TEXT UNDER STUDY section start

Oh, that's right! It's called a dish - WASHER! Silly me!
Now I am not one to lose my mind and rip off a good vent unless someone has pushed me. Well, guess what? That's a hand print in the middle of my back!
After church yesterday I made a dash out to the grocery store with the girls so that I would be able to combine trips. (By the way, don't come to GA if you are looking for gas. We don't have it! Another day for that one.) I called home to see if Beloved wanted something special for lunch while I was out and got the following lecture.
B: No. I'm fine. And that was the end of the call. But no sooner did I put my phone back in my purse than it was ringing again.
B: Can you do something for me?
Me: Oh, you decided what you want?
B: No. I don't want anything. But will you please wash the dishes before you put them in the dishwasher? I'm cleaning up the kitchen (wait for me to pick myself up off the floor) and there are dishes in here with little bits of food all over them.
Me: Are you kidding me? This rhetorical question asked so incredulously was answered with a three minute lecture about how it's hard on the dishwasher to have to clean food off of dishes and how our dishwasher (which is run a minimum of twice a day) is going to start drawing bugs.
The lecture would have lasted longer but I oh so politely excused myself from the conversation (ok, so I hung up on him!) and went about my shopping. Now this has had time to simmer in me and it's getting a little like a bad pot of chili. I keep getting hotter and hotter.

TEXT UNDER STUDY section end
DATA UNDER STUDY section start

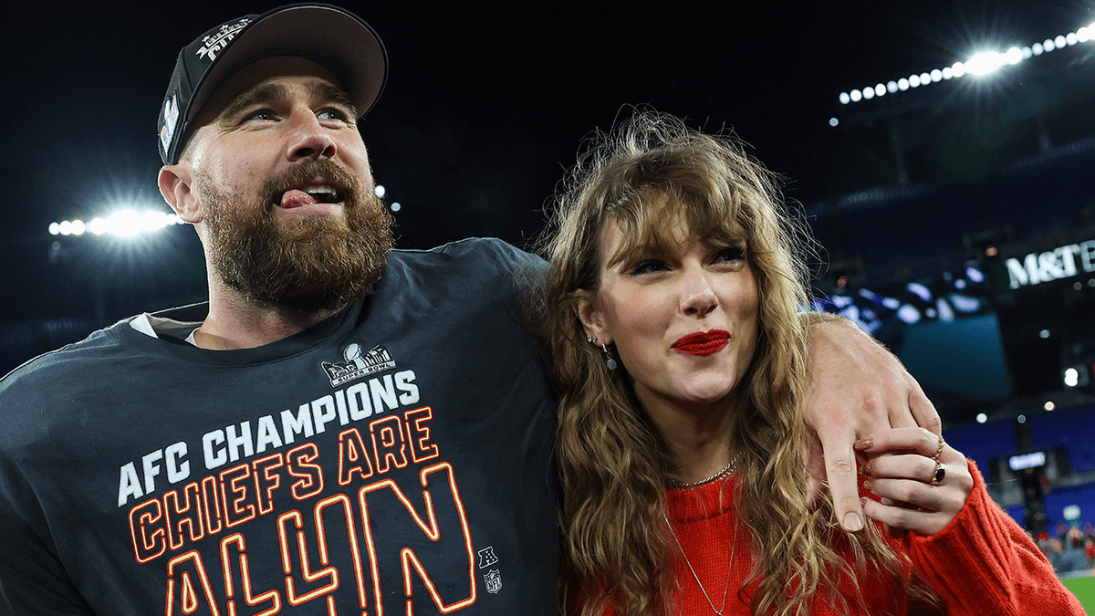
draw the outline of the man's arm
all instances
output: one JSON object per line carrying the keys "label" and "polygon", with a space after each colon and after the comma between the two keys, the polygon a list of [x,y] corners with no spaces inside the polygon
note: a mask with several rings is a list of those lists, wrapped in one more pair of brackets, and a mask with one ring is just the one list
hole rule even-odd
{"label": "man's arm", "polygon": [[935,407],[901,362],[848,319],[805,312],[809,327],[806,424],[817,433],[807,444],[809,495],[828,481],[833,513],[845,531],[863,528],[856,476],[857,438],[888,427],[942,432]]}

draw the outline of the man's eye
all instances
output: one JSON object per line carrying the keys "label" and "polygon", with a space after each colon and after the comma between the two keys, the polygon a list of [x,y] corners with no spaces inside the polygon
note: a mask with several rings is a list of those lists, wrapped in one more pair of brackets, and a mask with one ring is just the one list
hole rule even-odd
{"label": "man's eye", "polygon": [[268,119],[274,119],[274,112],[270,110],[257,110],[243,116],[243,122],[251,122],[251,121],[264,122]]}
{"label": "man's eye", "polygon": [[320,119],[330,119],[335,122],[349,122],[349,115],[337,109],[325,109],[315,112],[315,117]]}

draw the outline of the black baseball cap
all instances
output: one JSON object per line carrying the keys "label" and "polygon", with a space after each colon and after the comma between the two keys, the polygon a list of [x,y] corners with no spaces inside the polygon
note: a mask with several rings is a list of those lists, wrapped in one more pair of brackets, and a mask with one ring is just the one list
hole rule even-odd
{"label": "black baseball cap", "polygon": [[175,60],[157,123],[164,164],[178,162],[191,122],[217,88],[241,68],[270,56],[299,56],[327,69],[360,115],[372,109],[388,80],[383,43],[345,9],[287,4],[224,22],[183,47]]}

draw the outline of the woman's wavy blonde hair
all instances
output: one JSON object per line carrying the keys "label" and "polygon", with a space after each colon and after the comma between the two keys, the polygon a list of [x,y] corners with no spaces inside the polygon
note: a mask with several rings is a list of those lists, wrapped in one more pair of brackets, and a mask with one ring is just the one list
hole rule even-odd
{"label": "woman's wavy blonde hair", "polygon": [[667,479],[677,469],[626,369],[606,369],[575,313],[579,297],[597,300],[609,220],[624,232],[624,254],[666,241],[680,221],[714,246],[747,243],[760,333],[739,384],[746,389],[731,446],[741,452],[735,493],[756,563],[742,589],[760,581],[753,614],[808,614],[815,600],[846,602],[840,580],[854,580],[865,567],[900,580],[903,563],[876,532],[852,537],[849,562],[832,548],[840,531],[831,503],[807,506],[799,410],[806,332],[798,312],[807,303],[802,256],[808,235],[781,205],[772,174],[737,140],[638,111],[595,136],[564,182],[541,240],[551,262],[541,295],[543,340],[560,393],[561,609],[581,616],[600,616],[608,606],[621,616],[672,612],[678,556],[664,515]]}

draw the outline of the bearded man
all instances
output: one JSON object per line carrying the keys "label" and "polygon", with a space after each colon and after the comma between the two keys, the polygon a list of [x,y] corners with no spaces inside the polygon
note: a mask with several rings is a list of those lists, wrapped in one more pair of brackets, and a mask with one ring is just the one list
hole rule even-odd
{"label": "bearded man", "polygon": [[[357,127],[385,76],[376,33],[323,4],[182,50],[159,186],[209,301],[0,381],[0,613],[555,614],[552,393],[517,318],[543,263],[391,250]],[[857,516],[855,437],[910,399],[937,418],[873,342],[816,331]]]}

DATA UNDER STUDY section end
DATA UNDER STUDY section start

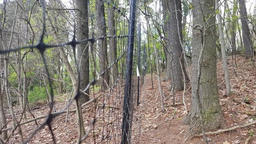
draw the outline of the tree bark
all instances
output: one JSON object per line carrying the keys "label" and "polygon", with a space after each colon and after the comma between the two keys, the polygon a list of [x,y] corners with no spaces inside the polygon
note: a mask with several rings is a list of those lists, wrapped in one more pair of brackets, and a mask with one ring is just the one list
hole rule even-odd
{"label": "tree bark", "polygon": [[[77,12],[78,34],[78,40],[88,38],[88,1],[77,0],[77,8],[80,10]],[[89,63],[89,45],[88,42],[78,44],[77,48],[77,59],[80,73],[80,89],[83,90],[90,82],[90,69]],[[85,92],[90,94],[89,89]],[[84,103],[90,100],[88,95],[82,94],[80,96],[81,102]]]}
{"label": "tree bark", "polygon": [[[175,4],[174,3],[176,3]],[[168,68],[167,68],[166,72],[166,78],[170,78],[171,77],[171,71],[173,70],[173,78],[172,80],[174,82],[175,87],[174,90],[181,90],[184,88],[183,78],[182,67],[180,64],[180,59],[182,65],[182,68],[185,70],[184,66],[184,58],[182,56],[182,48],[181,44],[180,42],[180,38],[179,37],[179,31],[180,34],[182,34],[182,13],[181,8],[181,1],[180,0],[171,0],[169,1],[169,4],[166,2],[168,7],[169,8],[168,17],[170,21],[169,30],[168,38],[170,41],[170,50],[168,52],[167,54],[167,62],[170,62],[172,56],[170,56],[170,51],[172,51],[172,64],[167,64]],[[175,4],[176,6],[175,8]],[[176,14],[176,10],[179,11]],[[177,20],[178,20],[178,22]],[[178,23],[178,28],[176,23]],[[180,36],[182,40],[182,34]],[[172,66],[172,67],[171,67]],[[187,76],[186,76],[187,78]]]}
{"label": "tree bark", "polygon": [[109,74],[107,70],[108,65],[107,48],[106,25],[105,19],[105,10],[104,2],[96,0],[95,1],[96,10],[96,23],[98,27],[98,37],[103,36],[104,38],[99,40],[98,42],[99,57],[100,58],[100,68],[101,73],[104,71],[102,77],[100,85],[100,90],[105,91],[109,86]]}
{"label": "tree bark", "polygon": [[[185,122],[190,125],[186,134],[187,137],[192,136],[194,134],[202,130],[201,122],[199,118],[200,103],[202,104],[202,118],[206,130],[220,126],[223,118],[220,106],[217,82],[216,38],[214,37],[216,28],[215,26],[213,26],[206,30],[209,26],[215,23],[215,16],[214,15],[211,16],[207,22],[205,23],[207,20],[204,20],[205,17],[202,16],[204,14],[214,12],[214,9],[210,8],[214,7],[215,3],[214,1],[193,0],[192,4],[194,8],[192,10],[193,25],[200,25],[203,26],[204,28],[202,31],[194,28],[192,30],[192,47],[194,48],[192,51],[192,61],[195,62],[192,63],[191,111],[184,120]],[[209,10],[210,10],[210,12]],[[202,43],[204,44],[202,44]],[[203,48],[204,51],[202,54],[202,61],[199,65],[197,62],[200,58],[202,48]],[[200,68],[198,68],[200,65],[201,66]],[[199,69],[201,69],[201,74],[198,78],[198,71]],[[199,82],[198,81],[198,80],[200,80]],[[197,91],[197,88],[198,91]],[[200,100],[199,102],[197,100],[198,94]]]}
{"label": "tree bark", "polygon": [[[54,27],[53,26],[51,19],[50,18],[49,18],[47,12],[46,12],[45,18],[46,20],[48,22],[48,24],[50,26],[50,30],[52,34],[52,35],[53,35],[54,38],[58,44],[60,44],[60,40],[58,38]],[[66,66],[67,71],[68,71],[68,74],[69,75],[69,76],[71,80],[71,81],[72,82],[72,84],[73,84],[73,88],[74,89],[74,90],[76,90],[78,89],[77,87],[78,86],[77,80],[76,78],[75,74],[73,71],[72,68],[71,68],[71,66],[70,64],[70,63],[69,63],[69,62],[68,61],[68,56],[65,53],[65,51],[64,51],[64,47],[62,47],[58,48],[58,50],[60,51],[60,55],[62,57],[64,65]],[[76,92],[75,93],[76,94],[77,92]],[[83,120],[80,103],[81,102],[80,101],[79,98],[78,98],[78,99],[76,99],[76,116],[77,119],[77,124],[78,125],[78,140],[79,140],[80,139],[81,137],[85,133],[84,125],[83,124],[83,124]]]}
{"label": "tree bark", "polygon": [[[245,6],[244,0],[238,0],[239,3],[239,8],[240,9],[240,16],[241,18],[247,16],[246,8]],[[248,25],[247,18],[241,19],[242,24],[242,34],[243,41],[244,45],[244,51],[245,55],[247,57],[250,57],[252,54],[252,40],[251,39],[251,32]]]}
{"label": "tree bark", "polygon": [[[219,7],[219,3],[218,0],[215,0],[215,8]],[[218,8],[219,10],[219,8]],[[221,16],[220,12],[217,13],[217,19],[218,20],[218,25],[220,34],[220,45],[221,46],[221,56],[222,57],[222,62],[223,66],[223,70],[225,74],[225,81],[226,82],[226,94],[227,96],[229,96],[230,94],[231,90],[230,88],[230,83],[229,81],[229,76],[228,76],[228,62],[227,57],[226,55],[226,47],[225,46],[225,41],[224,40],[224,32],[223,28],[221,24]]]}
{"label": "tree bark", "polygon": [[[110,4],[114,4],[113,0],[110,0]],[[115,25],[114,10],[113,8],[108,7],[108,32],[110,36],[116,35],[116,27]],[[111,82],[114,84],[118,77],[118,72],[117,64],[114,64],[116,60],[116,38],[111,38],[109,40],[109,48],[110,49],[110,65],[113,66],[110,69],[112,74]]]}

DATA UNDER STUDY section end

EXERCISE BRIEF:
Continue the blog post about the dishwasher phone call, starting right after its final sentence. The items have no connection to the post about the dishwasher phone call.

ANSWER BOX:
It is called a dish-washer. I put dish detergent in it. The argument is that it only serves to sanitize the dishes. Then why is NO ONE using actual soap and scrubbing on the dishes before they go in? Why am I not buying a sanitizing rinse to put in there instead?
I rinse the dishes before they go in so they are food free. Sure there are specks of ketchup left behind sometimes but it's a dish WASHER! And maybe I would be able to shake it off, but my darling Beloved has found a way to effectively restrain his cleaning urges. Yes, I have said the phrase "lift your feet" to him when vacuuming. So now he suddenly can tell me that I am going about things the wrong way?
Has he avoided eating off of dishes I have loaded in the dishWASHER my way? Nope!
Has he come down with some flesh eating virus he ingested from my dishes? Not yet!
Has the exterminator moved into the playroom? Absolutely not!
So what is the major malfunction? After lunch today I intentionally put a peanut butter covered bowl in the "dish sanitizer" just to get his goat when he gets home from work tonight. Tomorrow it's going to be a plate slathered in mustard and egg stuff. That'll teach him!